→ PAGE:
AICPA Proposes Changes in Attestation Standards

The American Institute of CPAs has issued an exposure draft resulting from its Attestation Clarity Project in an effort to clarify and toughen the professional standards for attestation engagements.

Among other items, the proposed clarified Statement on Standards for Attestation Engagements, or SSAEs, Attestation Standards: Clarification and Recodification, would restructure the content of AT section 20, Defining Professional Requirements in Statements on Standards for Attestation Engagements, AT section 50, SSAE Hierarchy, AT section 101, Attest Engagements, and AT section 201, Agreed-Upon Procedures Engagements (AICPA, Professional Standards).

The exposure draft specifically requests readers to indicate whether they support the proposed restructuring. The proposed SSAE would supersede those AT sections.

→ RECORD EXTRACTS:
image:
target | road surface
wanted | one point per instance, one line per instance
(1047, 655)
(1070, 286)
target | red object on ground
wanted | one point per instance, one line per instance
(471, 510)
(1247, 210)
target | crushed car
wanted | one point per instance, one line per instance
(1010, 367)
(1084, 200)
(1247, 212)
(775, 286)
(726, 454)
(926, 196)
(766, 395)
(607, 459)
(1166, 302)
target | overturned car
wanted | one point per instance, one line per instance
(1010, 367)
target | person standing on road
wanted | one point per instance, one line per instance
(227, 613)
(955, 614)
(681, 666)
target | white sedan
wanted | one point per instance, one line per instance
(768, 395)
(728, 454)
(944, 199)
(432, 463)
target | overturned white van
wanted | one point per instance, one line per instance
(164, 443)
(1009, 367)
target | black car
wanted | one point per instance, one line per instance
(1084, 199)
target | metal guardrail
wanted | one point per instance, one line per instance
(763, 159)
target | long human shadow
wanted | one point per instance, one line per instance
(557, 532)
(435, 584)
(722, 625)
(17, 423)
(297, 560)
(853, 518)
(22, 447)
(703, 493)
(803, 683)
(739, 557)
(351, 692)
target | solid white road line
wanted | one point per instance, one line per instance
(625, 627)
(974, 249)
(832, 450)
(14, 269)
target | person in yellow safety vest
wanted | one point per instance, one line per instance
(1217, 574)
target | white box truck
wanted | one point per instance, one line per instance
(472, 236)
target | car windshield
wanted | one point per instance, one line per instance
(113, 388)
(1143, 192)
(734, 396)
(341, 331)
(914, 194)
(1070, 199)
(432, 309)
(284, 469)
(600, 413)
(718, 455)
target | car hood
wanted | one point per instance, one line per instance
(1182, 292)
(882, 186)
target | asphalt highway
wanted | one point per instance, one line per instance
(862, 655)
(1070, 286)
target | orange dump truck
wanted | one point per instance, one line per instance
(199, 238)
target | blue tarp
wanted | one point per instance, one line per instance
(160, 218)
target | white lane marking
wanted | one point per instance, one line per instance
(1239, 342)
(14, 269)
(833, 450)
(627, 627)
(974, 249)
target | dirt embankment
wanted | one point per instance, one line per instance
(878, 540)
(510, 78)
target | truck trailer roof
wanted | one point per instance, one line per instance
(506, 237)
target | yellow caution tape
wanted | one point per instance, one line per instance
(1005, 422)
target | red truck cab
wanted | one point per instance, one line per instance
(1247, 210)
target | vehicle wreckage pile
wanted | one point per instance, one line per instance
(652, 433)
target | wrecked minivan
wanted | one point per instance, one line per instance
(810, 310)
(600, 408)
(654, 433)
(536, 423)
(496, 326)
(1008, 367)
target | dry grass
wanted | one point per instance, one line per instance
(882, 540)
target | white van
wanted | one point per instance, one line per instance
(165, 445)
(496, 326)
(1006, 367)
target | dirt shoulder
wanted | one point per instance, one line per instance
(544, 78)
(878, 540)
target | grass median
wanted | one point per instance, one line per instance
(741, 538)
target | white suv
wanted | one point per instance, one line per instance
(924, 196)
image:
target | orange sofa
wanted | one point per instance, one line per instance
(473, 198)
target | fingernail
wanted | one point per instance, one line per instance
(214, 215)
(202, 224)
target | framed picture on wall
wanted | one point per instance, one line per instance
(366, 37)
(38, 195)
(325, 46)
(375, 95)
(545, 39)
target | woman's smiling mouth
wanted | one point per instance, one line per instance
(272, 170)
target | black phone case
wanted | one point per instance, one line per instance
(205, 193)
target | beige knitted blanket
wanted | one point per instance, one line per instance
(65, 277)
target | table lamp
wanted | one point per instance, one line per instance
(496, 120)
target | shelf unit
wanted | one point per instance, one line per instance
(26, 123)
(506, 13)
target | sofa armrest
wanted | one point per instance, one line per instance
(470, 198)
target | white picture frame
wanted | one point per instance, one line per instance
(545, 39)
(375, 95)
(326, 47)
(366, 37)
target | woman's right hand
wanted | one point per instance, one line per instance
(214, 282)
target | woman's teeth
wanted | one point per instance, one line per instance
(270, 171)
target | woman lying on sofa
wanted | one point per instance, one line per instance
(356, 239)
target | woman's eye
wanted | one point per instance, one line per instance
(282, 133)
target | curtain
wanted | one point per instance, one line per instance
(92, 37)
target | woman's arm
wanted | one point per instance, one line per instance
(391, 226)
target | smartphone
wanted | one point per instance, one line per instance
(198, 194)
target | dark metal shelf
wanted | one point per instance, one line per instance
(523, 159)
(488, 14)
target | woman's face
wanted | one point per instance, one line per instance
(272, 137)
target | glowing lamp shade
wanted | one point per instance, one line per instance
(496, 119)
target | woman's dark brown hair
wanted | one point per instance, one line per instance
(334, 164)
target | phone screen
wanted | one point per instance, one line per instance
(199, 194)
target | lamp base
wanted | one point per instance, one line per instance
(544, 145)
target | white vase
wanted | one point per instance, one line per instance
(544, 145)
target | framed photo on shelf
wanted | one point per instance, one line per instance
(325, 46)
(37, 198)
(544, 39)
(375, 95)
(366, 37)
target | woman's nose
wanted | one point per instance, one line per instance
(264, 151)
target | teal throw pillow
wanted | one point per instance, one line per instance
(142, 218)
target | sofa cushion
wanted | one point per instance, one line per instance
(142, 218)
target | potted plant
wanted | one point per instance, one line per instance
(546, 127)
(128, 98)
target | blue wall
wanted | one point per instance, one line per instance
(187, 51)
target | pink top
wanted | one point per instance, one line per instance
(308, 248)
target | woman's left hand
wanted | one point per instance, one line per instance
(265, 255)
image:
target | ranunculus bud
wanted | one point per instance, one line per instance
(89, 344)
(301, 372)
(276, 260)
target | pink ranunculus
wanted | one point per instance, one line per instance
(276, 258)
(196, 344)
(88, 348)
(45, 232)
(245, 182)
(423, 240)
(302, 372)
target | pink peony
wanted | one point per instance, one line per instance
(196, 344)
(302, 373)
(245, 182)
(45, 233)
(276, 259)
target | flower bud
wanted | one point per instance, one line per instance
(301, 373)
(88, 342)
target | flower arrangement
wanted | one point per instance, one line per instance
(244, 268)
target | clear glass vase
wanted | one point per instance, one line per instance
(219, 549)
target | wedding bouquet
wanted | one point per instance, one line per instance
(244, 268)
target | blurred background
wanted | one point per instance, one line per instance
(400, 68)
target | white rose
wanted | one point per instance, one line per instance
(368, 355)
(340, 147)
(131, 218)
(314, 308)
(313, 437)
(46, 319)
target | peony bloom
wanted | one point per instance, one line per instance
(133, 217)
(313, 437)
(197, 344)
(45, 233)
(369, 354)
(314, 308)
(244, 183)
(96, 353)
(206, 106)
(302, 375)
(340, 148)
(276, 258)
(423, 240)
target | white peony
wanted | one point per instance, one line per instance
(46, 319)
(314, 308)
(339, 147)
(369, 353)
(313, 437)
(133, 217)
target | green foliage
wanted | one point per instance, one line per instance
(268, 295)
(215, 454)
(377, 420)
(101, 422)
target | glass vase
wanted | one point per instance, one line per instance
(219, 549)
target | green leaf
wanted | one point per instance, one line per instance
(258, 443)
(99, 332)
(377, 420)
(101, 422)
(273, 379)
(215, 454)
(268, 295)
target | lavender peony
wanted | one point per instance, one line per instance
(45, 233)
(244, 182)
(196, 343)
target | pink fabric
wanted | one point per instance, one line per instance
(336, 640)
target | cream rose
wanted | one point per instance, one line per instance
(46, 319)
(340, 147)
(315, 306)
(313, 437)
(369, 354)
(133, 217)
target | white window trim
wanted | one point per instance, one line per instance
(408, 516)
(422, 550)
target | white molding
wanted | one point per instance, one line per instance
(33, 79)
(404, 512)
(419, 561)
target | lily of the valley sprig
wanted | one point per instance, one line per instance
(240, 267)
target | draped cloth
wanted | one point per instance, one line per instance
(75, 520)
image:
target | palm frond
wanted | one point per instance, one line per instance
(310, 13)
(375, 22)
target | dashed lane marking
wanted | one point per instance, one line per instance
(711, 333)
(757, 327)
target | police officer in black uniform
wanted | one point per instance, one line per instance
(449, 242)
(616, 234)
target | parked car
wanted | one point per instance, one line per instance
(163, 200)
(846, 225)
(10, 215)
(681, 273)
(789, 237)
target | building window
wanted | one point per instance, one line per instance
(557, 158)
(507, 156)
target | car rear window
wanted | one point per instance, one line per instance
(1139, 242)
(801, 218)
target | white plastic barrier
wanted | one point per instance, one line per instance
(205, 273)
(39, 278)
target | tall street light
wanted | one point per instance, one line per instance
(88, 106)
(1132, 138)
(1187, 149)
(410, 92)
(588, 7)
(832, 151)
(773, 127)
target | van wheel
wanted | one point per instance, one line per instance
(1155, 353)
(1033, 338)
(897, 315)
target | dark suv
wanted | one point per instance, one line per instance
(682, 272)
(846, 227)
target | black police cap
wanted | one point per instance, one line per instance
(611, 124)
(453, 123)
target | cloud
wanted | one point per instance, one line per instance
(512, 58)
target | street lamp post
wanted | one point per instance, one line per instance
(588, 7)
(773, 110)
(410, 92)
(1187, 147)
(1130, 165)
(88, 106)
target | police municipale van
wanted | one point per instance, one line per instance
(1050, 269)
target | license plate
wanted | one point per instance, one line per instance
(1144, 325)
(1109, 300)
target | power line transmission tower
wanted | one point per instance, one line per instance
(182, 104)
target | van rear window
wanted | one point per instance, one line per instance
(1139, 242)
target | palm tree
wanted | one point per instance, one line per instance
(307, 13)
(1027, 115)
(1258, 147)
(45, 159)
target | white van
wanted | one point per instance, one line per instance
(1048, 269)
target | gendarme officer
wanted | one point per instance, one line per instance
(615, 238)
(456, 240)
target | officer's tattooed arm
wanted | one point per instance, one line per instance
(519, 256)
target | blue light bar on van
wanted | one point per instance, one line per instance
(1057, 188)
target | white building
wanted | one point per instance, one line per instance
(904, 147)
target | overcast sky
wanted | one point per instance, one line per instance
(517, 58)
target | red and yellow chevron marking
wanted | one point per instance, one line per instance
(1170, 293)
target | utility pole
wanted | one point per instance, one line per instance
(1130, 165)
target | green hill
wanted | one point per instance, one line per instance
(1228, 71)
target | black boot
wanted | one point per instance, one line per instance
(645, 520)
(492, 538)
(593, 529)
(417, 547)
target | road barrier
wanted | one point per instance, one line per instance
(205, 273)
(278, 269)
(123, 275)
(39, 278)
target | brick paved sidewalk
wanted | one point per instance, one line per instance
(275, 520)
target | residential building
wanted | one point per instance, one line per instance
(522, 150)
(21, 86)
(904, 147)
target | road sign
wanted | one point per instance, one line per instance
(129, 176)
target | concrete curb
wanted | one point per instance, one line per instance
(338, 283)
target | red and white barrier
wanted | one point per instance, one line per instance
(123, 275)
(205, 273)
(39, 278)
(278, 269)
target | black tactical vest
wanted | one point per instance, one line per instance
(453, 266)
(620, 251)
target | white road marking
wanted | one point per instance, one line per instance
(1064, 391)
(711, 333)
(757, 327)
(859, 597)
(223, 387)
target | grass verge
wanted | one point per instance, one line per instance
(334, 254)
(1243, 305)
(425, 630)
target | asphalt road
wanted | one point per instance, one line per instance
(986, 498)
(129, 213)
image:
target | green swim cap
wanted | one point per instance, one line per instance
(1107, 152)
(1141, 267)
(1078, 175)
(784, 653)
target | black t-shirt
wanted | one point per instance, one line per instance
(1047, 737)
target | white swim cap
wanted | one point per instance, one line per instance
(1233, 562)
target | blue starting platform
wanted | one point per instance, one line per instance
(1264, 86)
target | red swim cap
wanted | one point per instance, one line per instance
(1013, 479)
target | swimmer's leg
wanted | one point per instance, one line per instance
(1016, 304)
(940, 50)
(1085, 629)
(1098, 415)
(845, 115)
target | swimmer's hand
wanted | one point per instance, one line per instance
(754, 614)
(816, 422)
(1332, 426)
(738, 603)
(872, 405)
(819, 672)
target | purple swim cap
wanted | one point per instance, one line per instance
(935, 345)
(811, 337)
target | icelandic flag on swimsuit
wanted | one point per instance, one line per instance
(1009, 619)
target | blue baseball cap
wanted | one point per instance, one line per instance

→ PROBLEM 1:
Decide whether each statement agrees with the AICPA article. Answer yes or no for each, quoting the words from the article that decide it.
(a) The exposure draft came out of the Attestation Clarity Project.
(b) The proposed SSAE would leave AT section 101 in force alongside it.
(c) The exposure draft asks readers whether they support the proposed restructuring.
→ PROBLEM 2: According to the AICPA article, what is the title of AT section 50?

→ COMPLETE RESPONSE 1:
(a) Yes: "an exposure draft resulting from its Attestation Clarity Project"
(b) No: "The proposed SSAE would supersede those AT sections."
(c) Yes: "specifically requests readers to indicate whether they support the proposed restructuring"

→ COMPLETE RESPONSE 2: SSAE Hierarchy